> ARTICLE
▼▼▼

John Stubbs (or Stubbe) (c. 1544 – after 25 September 1589) was an English pamphleteer, political commentator and sketch artist during the Elizabethan era.

He was born in the County of Norfolk, and was educated at Trinity College, Cambridge. After reading law at Lincoln's Inn, he lived at Thelveton, in the County of Norfolk. He was a committed Puritan, and he opposed the negotiations for marriage between Queen Elizabeth I and Francis, Duke of Anjou, a Roman Catholic who was the brother of the King of France.

Publication of French Marriage pamphlet
In 1579 he put his opinions into a pamphlet entitled The Discovery of a Gaping Gulf whereunto England is like to be swallowed by another French Marriage, if the Lord forbid not the banns, by letting her Majesty see the sin and punishment thereof. Copies of the text were later publicly burned in the kitchen stove of Stationer's Hall.  The pamphlet argued that at forty-six years old Elizabeth was too old to have children and therefore had no need for marriage. He argued that English values, customs, language and morality would be undermined by so close a relationship with the French monarchy.

Stubbs argued that his objective was to protect the freedom of thought and free speech that he said was associated with Protestantism. The proposed marriage could lead to a restoration of Catholic orthodoxy with its diminution of liberty.

Stubbs undiplomatically described the proposed wedding as a "contrary coupling," "an immoral union, an uneven yoking of the clean ox to the unclean ass, a thing forbidden in the law" as laid down by St. Paul, a "more foul and more gross" union that would draw the wrath of God on England and leave the English "pressed down with the heavy loins of a worse people and beaten as with scorpions by a more vile nation."

Trial, punishment, and further writing
Elizabeth's court were displeased by the publication. Circulation of this pamphlet was prohibited, and Stubbs, his printer, and publisher were tried at Westminster, found guilty of "seditious writing", and sentenced to have their right hands cut off by means of a cleaver driven through the wrist by a mallet.  Initially Queen Elizabeth had favoured the death penalty but was persuaded by adviser John Jovey to opt for the lesser sentence. The printer was subsequently pardoned by Elizabeth, but in the case of Stubbs and his publisher the sentence was carried out, and Stubbs' right hand was cut off on 3 November 1579. At the time Stubbs protested his loyalty to the Crown, and immediately before the public dismemberment delivered a shocking pun: "Pray for me now my calamity is at hand." His right hand having been cut off, he removed his hat with his left hand and cried "God Save the Queen!" before fainting.

▲▲▲

> TASK A
From the John Stubbs article, extract the part that opens with the words containing "Stubbs argued that" and closes with "diminution of liberty.".
> TASK B
Please sum up the John Stubbs article in two sentences.

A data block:
▼▼▼

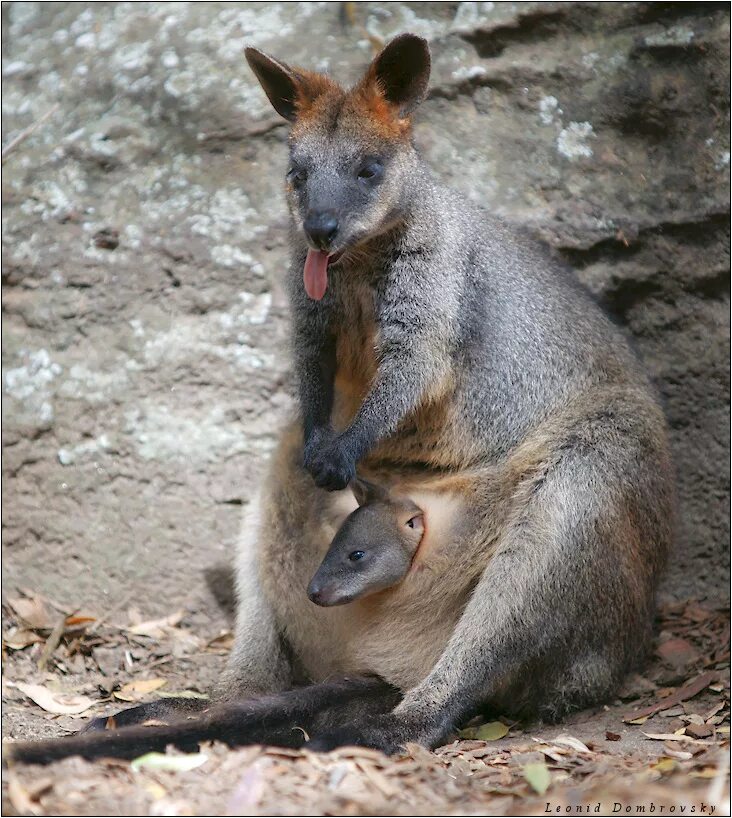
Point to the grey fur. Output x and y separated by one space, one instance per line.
372 550
459 364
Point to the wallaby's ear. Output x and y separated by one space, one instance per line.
277 79
402 72
366 492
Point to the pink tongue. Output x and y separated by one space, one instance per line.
315 274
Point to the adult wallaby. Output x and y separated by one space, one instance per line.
434 346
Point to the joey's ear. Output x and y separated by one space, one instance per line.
402 72
290 91
366 492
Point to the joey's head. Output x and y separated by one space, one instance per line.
351 155
372 550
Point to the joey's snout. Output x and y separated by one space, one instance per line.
321 228
324 596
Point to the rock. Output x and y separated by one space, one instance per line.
145 238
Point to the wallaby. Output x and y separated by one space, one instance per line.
372 550
432 342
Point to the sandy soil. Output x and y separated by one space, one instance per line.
676 757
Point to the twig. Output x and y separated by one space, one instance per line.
24 134
114 609
52 642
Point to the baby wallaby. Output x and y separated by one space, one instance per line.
372 550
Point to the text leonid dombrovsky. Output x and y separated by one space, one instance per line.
622 808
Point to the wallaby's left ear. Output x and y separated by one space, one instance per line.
402 71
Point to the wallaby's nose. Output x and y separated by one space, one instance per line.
321 227
314 593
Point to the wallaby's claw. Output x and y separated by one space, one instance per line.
332 465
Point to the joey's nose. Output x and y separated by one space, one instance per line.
321 228
314 593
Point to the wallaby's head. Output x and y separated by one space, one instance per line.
351 155
372 550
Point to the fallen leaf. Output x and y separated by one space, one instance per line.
677 652
155 790
32 611
61 704
79 619
574 743
682 755
17 638
134 691
492 731
538 776
182 694
699 730
156 628
686 692
674 737
664 765
169 763
707 772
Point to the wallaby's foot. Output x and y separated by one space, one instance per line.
163 710
389 733
332 464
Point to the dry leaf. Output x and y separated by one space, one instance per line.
156 628
134 691
169 763
664 765
32 611
61 704
707 772
182 694
538 776
686 692
17 639
673 737
492 731
574 743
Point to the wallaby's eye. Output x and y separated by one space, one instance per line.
297 177
370 171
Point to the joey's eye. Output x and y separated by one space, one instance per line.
370 171
297 177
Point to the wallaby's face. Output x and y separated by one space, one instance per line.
371 551
350 151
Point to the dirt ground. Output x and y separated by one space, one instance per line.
663 742
145 368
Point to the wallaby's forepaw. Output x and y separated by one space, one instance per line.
330 461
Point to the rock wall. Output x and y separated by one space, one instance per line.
144 331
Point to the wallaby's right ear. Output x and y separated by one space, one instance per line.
366 492
290 91
278 80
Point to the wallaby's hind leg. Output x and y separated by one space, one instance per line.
284 719
568 594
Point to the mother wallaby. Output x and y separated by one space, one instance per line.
439 348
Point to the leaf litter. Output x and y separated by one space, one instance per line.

▲▲▲

> TASK OUTPUT A
Stubbs argued that his objective was to protect the freedom of thought and free speech that he said was associated with Protestantism. The proposed marriage could lead to a restoration of Catholic orthodoxy with its diminution of liberty.

> TASK OUTPUT B
John Stubbs was an Elizabethan English pamphleteer and committed Puritan who, in a 1579 pamphlet titled The Discovery of a Gaping Gulf, opposed Queen Elizabeth I's proposed marriage to Francis, Duke of Anjou, arguing that she was too old to have children and that the match would undermine English values and the liberty he associated with Protestantism. Found guilty of seditious writing at Westminster, he had his right hand cut off on 3 November 1579, after which he removed his hat with his left hand and cried "God Save the Queen!" before fainting.